• _What is asked_:
Rewrite the entries starting with the line that contains "I'm doing an inventory. Do you see any gold crown" and going on through the end of the entries, keeping the requests as they are. Rescale every bounding-box coordinate in the answers by 2.4, rounding to whole numbers with halves going up, and leave the numbers in the requests and their reference samples unchanged.

[Stored items]
________

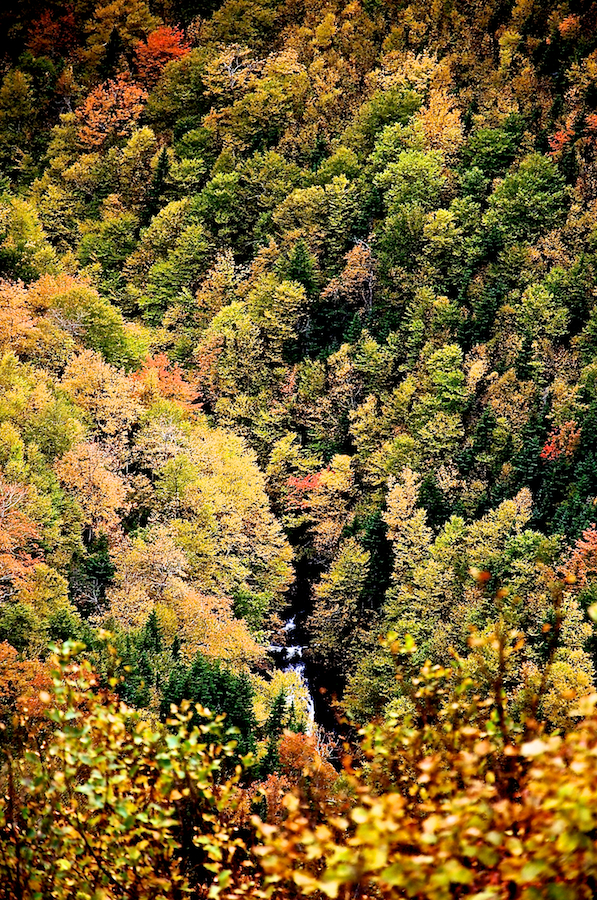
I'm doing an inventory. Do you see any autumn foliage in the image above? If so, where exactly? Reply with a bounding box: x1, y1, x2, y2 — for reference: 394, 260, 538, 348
135, 25, 191, 87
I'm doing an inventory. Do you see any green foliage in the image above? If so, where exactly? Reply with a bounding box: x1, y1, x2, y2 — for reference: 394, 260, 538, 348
161, 653, 256, 755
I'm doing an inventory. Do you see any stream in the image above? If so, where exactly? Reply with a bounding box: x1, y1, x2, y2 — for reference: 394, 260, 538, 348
269, 613, 317, 734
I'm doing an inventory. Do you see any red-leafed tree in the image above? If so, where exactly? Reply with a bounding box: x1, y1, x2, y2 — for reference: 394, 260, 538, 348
135, 25, 191, 87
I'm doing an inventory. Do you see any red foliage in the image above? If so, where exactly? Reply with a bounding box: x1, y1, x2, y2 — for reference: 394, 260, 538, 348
131, 353, 199, 406
27, 9, 77, 59
541, 420, 581, 459
135, 25, 191, 87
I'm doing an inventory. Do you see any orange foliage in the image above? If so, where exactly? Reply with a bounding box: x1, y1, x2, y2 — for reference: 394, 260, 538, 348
135, 25, 191, 86
131, 353, 199, 406
541, 421, 581, 459
564, 524, 597, 587
0, 643, 52, 730
549, 128, 574, 156
0, 476, 39, 590
76, 75, 147, 150
279, 731, 338, 804
168, 581, 263, 665
56, 443, 127, 533
27, 9, 77, 58
286, 472, 322, 510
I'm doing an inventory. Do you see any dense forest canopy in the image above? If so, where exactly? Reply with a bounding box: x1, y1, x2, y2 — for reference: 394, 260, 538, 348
0, 0, 597, 900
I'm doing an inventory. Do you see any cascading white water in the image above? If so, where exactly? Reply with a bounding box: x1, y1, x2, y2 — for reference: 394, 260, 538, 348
270, 616, 316, 734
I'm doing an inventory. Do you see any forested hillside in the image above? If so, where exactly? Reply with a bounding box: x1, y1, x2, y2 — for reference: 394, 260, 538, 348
0, 0, 597, 900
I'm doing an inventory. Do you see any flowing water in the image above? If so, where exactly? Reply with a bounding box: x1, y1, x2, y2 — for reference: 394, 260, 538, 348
270, 615, 316, 734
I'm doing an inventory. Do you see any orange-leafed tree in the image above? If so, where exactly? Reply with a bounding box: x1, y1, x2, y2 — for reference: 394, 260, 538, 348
131, 353, 199, 406
135, 25, 191, 87
0, 476, 39, 598
0, 642, 52, 747
56, 442, 127, 541
76, 75, 147, 150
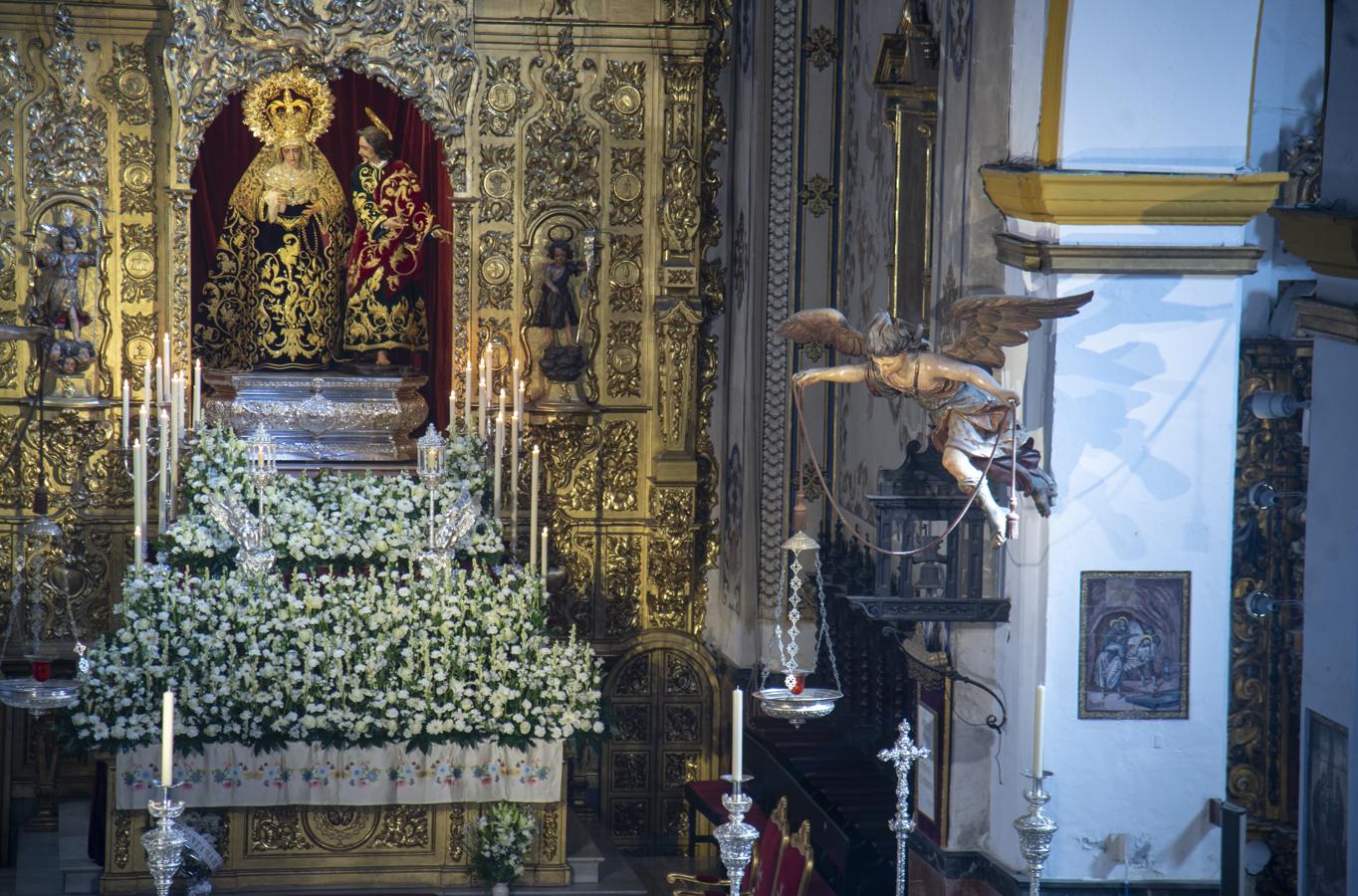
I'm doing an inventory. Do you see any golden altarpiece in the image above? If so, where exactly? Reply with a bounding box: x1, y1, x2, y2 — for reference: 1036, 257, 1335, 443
0, 0, 731, 892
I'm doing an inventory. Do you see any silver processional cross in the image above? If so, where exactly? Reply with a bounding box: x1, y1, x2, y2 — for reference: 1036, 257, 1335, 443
877, 718, 929, 896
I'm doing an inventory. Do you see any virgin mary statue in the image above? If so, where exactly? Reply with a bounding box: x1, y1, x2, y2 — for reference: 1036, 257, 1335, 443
194, 71, 349, 370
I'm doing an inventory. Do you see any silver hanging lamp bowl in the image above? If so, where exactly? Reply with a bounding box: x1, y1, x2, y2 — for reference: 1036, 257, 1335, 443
755, 493, 843, 725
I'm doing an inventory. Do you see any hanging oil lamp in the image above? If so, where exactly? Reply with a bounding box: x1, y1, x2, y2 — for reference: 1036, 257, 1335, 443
755, 492, 843, 725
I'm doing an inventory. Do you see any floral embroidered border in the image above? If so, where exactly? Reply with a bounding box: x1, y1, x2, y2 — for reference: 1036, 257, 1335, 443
116, 742, 563, 809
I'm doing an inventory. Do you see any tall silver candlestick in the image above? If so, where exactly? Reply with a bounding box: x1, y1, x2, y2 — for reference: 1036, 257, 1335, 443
1015, 772, 1056, 896
877, 718, 929, 896
141, 781, 186, 896
712, 776, 759, 896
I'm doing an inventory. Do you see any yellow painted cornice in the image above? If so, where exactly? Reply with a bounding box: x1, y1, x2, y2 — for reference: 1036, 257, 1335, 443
1268, 208, 1358, 279
981, 165, 1287, 224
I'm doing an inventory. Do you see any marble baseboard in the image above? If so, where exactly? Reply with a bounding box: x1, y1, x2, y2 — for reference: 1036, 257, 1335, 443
910, 833, 1221, 896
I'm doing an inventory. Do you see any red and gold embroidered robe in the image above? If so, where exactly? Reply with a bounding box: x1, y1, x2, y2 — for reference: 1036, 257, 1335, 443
343, 159, 437, 351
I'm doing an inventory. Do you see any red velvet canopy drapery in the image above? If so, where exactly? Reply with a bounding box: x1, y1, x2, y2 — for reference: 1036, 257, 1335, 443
191, 72, 454, 428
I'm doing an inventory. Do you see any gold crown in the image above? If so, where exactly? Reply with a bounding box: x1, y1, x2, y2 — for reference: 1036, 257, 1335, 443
245, 70, 335, 145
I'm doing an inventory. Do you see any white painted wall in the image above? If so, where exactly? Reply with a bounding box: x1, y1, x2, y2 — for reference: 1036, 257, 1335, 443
1279, 338, 1358, 888
825, 3, 926, 533
992, 259, 1240, 881
1058, 0, 1258, 171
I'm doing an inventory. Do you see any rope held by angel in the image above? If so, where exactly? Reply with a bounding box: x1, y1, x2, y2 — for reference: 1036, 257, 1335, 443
779, 292, 1093, 548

________

• _Full answer_:
I'm doing an inventory. Do you see any gold crown in the image above? If so, where exactly? Reply with a bounding box: x1, y1, x2, y2 — for reference: 1036, 257, 1335, 443
588, 168, 804, 348
I'm doing an inventory. Do you see any white painted wall in the image above? If so, where exactly? Reply with a bounding box: x1, y1, x2, y2 — for reference: 1036, 257, 1335, 443
3070, 811, 3259, 2131
1980, 7, 2222, 1279
2381, 622, 2976, 2114
2539, 0, 3019, 410
I'm doing an inventory. Do you see any rope held by angel in the image above? If so, where exactly? Reply with a bounding box: x1, y1, x2, y2 — for reference: 1036, 257, 1335, 443
1870, 701, 2623, 1315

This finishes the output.